» Brano proposto
Un pomeriggio nella Kasa dei libri. Che hanno un corpo e un odore

Maurizio Baruffaldi

A Milano, nell'appartamento di Andrea Kerbaker, spazio lirico con 30.000 volumi che i graditi ospiti possono toccare, sfogliare, contemplare e annusare. Tra prime edizioni, copie rare, riviste incomplete e dediche fatte "per scopare"

Tavolette mute dove una volta c’erano librerie. È ipotesi plausibile di un futuro, dove ben quattro sensi sarebbero spinti nell’albo dei ricordi. Per questo, entrando nella Kasa dei libri a Milano, spazio lirico con 30.000 volumi che i graditi ospiti possono toccare, sfogliare, contemplare e annusare, mi sento accolto in una specie di rifugio, dove questi cartacei vengono messi in salvo. Protetti dall’estinzione. Il bibliofilo e animatore culturale di questo appartamento su tre piani è Andrea Kerbaker, scrittore prolifico (ultimo suo "Money", La nave di Teseo) docente alla Cattolica e segretario del Premio Bagutta. Kerbaker scova e porta a Kasa (la kappa è a suo titolo) questi libri da quando aveva 17 anni.

» Dati grezzi

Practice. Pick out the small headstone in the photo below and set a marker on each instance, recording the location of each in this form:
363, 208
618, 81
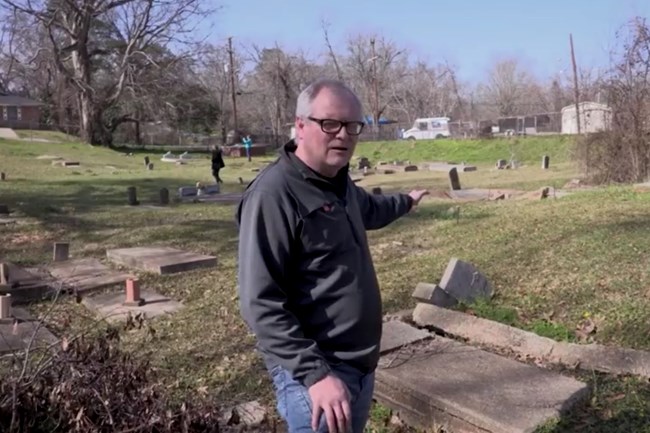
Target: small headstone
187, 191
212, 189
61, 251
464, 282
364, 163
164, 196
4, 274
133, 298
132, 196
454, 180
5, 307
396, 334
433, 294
---
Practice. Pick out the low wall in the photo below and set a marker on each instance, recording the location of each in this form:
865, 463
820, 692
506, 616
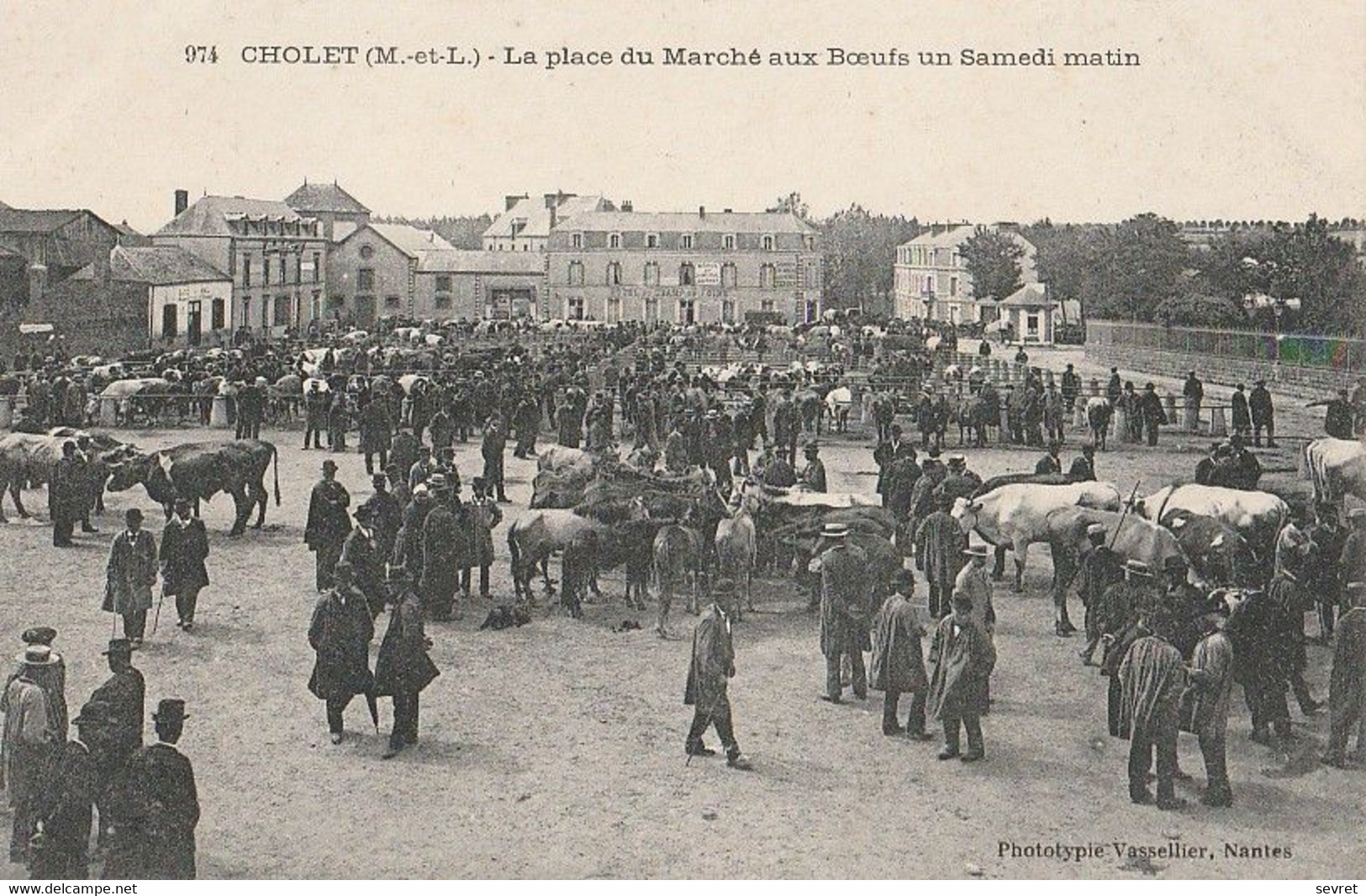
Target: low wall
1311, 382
...
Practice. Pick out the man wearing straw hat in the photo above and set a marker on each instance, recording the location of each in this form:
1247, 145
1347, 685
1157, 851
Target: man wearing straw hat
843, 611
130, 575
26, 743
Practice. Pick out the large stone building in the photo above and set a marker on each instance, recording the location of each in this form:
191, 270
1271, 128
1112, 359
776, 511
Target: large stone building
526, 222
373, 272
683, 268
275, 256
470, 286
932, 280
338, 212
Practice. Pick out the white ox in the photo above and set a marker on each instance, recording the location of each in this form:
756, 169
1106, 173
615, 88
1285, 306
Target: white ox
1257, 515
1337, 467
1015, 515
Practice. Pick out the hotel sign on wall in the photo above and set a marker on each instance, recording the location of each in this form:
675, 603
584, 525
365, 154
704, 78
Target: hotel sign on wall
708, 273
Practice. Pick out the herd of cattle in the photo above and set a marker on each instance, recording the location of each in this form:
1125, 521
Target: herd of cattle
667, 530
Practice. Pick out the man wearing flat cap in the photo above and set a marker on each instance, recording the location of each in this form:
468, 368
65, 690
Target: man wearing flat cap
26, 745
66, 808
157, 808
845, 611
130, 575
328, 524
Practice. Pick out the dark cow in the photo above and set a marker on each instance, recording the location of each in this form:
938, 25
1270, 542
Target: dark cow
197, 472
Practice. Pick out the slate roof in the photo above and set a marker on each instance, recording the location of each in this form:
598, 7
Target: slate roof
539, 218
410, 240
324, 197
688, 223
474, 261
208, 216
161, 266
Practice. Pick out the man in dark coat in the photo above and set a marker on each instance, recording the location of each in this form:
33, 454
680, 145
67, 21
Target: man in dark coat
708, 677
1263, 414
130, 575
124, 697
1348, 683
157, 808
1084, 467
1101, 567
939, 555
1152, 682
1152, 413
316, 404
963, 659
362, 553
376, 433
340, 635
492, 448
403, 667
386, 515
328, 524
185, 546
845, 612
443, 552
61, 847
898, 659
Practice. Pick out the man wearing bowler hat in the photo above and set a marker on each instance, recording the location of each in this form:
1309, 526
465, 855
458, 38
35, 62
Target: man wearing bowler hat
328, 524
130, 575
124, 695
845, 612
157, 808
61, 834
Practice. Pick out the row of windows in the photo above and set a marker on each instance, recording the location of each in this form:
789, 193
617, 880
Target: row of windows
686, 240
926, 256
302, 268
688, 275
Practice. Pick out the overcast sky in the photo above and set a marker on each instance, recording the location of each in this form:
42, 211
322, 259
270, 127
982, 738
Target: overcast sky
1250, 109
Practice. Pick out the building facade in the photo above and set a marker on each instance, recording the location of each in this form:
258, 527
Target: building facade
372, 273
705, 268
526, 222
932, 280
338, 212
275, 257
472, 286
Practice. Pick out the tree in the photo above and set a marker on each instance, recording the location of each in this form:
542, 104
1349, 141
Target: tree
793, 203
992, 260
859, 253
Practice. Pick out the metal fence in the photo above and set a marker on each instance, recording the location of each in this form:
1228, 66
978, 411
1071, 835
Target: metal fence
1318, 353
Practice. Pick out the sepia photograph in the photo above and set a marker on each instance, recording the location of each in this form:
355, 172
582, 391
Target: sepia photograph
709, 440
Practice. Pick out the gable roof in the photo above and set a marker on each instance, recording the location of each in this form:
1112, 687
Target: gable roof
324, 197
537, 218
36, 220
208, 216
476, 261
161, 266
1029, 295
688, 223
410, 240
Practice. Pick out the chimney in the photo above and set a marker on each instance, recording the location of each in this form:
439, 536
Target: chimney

» Serie di esercizi
1. Secondo il brano sulla Kasa dei libri, da quale età Andrea Kerbaker porta a casa questi libri?
2. Scrivi il seguito del brano sulla Kasa dei libri, riprendendo dopo l'ultima frase.
Le voci non hanno alcun legame con il brano sulla Kasa dei libri.

» Soluzioni esercizi
1. Da quando aveva 17 anni.

2.
Le stanze sono in leggera penombra, i libri (antichi, prime copie, dedicati, rarissimi) sono ovunque: ricoprono le pareti, seminati sui tavoli, impilati a terra e sulle sedie, dove paiono in sala d’attesa. Ordine e spavalderia si confondono. Una delle ragazze che conduce le visite gratuite e su appuntamento, mi suggerisce di posare le mie cose sopra uno scatolone, in un angolo che dimenticherò. I libri fanno perdere l’orientamento, giusto così. Alle 17.00 in punto arriva il padrone di casa. Sorridente, si intuisce la sua predisposizione a stare sulla scena. Gli dico della mia prima intenzione, sui sensi a perdere, e annuisce. “Tutto quello che c’è qui ha come base il corpo libro. E un corpo, oltre ad essere vivo, ti parla, ha una storia. È quella che mi attrae e diverte”.

  

“Vediamo un po’!” e fa una panoramica da falchetto, per poi estrarre un piccolo volume con la copertina lacerata ai bordi, dove è rimasto solo il cartone. ”Paolo Volponi, grande poeta, intellettuale, eccetera... Questo è un libro che sembra mangiato dai topi. L’aveva un signore che lo vendeva a un euro, e dentro c’era questa meravigliosa dedica, scritta da Volponi stesso”. Due pagine piene, come una lunga lettera. Un libro mezzo marcio, perché l’ha preso? “Perché ti chiamano. In qualche modo. Io ci credo. E poi controllo sempre, dentro. Il libro è un multiplo. L’oggetto che c’è nelle nostre mani evoca. Perché era lì? Come ci è arrivato? C’è sempre un passaggio”.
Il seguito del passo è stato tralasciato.